[start of Source material]

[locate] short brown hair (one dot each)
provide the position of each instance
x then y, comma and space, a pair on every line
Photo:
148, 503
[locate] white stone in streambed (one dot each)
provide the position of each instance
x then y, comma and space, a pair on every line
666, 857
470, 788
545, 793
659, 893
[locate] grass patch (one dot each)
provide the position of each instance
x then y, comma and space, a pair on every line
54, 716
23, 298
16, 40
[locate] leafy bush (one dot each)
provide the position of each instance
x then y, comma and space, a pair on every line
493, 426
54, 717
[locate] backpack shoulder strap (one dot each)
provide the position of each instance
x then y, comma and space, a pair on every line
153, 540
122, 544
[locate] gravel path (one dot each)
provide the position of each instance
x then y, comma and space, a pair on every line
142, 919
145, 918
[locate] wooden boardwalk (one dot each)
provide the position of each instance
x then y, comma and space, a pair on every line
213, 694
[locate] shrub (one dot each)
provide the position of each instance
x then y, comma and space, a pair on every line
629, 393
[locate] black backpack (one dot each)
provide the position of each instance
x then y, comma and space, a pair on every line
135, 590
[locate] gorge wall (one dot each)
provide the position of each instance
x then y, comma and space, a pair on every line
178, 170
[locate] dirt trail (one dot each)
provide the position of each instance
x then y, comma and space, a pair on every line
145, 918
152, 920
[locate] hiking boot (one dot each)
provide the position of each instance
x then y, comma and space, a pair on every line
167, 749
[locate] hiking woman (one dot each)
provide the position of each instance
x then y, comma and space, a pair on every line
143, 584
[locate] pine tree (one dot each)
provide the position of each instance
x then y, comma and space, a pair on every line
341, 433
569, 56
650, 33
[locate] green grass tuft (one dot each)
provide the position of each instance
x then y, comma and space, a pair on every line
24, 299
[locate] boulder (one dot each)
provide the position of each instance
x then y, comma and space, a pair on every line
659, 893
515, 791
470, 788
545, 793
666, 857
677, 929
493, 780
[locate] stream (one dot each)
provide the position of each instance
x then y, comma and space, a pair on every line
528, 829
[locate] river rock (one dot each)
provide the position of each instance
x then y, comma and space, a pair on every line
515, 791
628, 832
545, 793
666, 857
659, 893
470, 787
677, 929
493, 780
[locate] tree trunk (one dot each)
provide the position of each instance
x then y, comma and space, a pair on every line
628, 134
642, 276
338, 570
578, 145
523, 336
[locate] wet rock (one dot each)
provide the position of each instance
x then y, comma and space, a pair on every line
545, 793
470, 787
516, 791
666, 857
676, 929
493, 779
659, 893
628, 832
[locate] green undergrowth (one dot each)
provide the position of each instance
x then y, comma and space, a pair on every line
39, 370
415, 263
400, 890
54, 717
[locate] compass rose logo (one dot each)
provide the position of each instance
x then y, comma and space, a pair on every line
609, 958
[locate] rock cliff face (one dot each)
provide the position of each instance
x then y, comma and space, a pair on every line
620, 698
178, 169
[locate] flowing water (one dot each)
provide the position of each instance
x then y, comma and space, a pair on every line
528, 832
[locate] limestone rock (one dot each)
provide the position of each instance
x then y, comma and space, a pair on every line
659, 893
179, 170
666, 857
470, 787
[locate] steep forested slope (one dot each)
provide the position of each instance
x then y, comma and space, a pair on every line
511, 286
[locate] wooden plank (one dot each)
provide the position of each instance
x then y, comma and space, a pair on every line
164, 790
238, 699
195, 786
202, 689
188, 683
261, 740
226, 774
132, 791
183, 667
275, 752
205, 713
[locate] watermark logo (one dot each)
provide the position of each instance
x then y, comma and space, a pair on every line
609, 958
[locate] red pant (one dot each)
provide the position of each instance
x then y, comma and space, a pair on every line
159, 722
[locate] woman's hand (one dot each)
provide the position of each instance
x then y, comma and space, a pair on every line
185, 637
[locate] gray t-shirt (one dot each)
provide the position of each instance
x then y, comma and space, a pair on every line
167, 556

[end of Source material]

▸ Written instruction:
Render the lines of the listing above as a numbered list, starting at the line that contains "[locate] woman's hand (one dot each)" and ending at the final line of the listing. Omit any blank lines.

▸ Problem solution:
1. [locate] woman's hand (one dot each)
2. provide the position of each instance
3. x then y, comma and space, a pair on every line
4. 185, 637
5. [locate] gray t-shirt (one dot each)
6. provide the position of each instance
7. x then y, comma and space, a pair on every line
8. 167, 556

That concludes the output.